• [Aim of the exercise]: Write out each of the lines below word for word, leaving out the pictures.

• [Extracted records]:
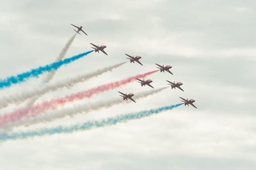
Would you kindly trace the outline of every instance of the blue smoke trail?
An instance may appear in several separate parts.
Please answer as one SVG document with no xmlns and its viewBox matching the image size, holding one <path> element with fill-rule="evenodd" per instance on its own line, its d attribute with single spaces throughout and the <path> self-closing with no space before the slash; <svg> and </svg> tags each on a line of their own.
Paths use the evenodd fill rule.
<svg viewBox="0 0 256 170">
<path fill-rule="evenodd" d="M 92 128 L 93 127 L 103 127 L 108 125 L 115 125 L 118 123 L 126 121 L 128 120 L 140 119 L 144 117 L 156 114 L 163 111 L 172 109 L 177 107 L 183 104 L 170 105 L 152 109 L 150 110 L 142 111 L 138 112 L 129 113 L 117 116 L 115 117 L 108 118 L 100 121 L 92 121 L 84 123 L 76 124 L 70 127 L 59 126 L 54 128 L 42 128 L 38 130 L 31 130 L 24 132 L 17 132 L 12 134 L 0 134 L 0 141 L 7 141 L 10 139 L 26 139 L 29 137 L 42 136 L 45 135 L 52 135 L 60 133 L 72 133 L 77 130 L 84 130 Z"/>
<path fill-rule="evenodd" d="M 52 70 L 56 70 L 60 67 L 63 65 L 67 65 L 72 63 L 84 56 L 91 53 L 93 50 L 90 50 L 84 53 L 79 54 L 78 55 L 74 56 L 73 57 L 67 58 L 63 60 L 60 60 L 57 62 L 52 63 L 49 65 L 47 65 L 44 66 L 40 66 L 36 68 L 33 68 L 30 71 L 18 74 L 17 75 L 13 75 L 8 77 L 4 79 L 0 80 L 0 89 L 10 87 L 13 84 L 18 84 L 22 82 L 24 82 L 28 80 L 28 78 L 32 77 L 38 77 L 38 75 L 44 73 L 46 72 L 51 72 Z"/>
</svg>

• [Exercise answer]:
Would you kindly trace the outline of every instance of the blue smoke trail?
An instance may appear in several separate parts.
Please answer as one SVG document with no xmlns and its viewBox matching the image size, holding one <path> element with fill-rule="evenodd" per instance on its own line, its d attribute with single spaces throughout and the <path> self-closing with no space before the slash; <svg> and </svg> tags each on a line of their own.
Paths use the evenodd fill rule.
<svg viewBox="0 0 256 170">
<path fill-rule="evenodd" d="M 92 128 L 93 127 L 103 127 L 108 125 L 115 125 L 118 123 L 126 121 L 128 120 L 140 119 L 144 117 L 156 114 L 163 111 L 172 109 L 177 107 L 183 104 L 170 105 L 152 109 L 150 110 L 142 111 L 138 112 L 129 113 L 117 116 L 115 117 L 108 118 L 100 121 L 92 121 L 84 123 L 76 124 L 70 127 L 59 126 L 54 128 L 42 128 L 38 130 L 31 130 L 24 132 L 17 132 L 12 134 L 0 134 L 0 141 L 7 141 L 10 139 L 26 139 L 29 137 L 42 136 L 45 135 L 52 135 L 60 133 L 72 133 L 77 130 L 84 130 Z"/>
<path fill-rule="evenodd" d="M 52 70 L 56 70 L 60 67 L 63 65 L 67 65 L 72 63 L 84 56 L 91 53 L 93 50 L 90 50 L 84 53 L 79 54 L 78 55 L 74 56 L 73 57 L 67 58 L 63 60 L 60 60 L 57 62 L 52 63 L 49 65 L 47 65 L 44 66 L 40 66 L 36 68 L 33 68 L 30 71 L 18 74 L 17 75 L 13 75 L 8 77 L 4 79 L 0 80 L 0 89 L 10 87 L 13 84 L 18 84 L 22 82 L 24 82 L 28 80 L 28 78 L 32 77 L 38 77 L 38 75 L 44 73 L 46 72 L 51 72 Z"/>
</svg>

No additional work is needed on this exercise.